Stated exercise 1:
List every line in the entries below that contains the string "wooden".

Text extract:
▬▬▬▬▬▬
Somebody got the bright idea that it would make a swell Broadway musical and, when I saw the ad for it in the papers a couple of months back... so did I. I copped some tickets in April and dragged my college roommates, and their assorted boyfriends, to see it yesterday afternoon.

IT WAS FABULOUS!

The show has a great pedigree. Music by ELO (Electric Light Orchestra) with new material by Jeff Lynne and John Farrar thrown in to flesh it out and, more importantly, a book by everyone's current favorite gay playwright (excuse me Tony Kushner, Christopher Durang and Harvey Fierstein), Douglas Carter Beane who wrote the devastatingly funny show-biz Roman a Clef, "The Little Dog Laughed" which was produced on Broadway last year.

The plot is too silly for words. An "artist" (a circa 1980, Venice Beach Bimboy) named Sonny wants to open up an "arts palace/roller disco" in Santa Monica in an old theater which was built at the beginning of WWII and never opened, owned by a money-grubbing old real estate mogul who once aspired to play the clarinet.

One of the Seven Muses, Clio, decides to inspire Sonny and drags her 6 other sisters (2 of whom are played by men) into the plot.
▬▬▬▬▬▬
Rows:
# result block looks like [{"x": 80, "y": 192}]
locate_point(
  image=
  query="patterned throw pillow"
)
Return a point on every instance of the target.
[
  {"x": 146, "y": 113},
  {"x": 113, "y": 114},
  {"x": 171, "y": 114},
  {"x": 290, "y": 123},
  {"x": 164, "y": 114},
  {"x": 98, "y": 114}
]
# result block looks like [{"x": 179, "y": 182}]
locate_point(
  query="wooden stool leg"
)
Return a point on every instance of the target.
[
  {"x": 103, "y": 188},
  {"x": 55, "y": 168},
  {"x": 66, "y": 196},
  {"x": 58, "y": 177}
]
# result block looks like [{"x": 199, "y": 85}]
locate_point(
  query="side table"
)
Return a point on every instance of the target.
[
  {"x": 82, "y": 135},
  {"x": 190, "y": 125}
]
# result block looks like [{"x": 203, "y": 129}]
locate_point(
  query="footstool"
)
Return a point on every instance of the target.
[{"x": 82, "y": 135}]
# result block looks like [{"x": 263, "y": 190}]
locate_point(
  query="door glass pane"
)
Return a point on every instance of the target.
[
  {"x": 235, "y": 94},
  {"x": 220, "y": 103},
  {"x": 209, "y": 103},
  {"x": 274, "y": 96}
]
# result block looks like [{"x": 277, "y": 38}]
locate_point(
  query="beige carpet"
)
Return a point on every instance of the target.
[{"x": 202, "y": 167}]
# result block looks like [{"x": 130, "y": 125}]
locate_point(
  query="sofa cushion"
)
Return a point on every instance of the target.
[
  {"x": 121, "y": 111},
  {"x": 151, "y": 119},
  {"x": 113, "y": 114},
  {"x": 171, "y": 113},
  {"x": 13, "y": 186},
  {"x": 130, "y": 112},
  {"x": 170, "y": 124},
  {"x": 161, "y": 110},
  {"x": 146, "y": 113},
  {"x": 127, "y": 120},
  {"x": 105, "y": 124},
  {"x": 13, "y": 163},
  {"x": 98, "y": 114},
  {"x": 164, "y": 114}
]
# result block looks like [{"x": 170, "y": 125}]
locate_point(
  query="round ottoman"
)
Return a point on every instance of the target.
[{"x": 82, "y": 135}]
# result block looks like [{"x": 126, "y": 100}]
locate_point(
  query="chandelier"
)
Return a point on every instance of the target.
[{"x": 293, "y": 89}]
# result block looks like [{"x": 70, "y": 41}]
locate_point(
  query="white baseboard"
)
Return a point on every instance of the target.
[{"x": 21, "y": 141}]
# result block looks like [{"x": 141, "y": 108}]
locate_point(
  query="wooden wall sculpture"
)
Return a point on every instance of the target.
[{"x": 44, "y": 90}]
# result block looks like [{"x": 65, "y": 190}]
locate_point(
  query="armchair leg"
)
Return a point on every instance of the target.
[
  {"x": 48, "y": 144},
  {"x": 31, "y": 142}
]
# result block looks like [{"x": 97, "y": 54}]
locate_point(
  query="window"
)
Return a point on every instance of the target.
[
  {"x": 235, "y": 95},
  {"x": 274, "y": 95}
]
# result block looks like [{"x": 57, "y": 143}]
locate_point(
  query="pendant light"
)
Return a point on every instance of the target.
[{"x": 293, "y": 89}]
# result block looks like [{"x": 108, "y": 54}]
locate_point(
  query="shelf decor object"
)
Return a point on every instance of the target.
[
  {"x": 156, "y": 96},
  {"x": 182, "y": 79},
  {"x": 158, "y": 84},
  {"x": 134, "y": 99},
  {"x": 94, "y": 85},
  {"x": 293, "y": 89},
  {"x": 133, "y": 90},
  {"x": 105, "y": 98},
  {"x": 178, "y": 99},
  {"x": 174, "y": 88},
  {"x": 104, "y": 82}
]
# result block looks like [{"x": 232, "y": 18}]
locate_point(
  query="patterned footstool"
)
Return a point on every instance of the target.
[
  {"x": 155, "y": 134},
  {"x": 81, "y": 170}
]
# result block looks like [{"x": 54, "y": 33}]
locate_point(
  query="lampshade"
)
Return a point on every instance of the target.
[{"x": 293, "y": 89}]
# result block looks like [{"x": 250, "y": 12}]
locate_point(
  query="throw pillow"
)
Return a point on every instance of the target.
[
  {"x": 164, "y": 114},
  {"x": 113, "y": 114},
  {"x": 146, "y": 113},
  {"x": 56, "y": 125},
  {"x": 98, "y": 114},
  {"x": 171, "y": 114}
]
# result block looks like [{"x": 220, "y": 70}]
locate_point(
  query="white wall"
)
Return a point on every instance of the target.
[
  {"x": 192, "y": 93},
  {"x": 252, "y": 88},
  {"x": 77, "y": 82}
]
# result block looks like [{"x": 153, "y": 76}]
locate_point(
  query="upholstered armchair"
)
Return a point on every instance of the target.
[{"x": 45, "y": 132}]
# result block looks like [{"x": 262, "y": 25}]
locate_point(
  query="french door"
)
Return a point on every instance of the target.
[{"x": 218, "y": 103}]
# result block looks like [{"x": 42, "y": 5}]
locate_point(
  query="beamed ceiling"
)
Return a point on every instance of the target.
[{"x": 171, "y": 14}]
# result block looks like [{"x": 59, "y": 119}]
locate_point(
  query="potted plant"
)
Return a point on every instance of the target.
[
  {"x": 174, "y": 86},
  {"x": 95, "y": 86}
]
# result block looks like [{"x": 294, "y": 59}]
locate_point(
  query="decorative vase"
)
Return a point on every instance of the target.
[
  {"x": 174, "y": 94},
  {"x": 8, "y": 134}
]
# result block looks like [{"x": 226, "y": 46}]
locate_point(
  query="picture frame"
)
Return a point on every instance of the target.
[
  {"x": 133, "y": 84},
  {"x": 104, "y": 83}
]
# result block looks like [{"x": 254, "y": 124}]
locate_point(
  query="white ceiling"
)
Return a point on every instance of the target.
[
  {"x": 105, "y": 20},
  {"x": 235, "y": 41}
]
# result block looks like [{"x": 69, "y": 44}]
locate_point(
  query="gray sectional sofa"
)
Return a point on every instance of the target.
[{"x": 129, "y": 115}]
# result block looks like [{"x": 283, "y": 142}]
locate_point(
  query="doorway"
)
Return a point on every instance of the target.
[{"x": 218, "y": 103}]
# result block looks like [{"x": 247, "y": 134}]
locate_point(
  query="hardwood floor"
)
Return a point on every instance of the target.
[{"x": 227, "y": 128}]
▬▬▬▬▬▬
Stated exercise 2:
Based on the review above, state whether each statement agrees with it: (a) the score combines ELO music with new material by Jeff Lynne and John Farrar; (b) the theater Sonny wants to use opened at the beginning of WWII; (c) three of Clio's sisters are played by men.

Problem solution 1:
  query="wooden stool leg"
  query="wooden wall sculpture"

Problem solution 2:
(a) Yes: "Music by ELO (Electric Light Orchestra) with new material by Jeff Lynne and John Farrar thrown in to flesh it out"
(b) No: "which was built at the beginning of WWII and never opened"
(c) No: "drags her 6 other sisters (2 of whom are played by men)"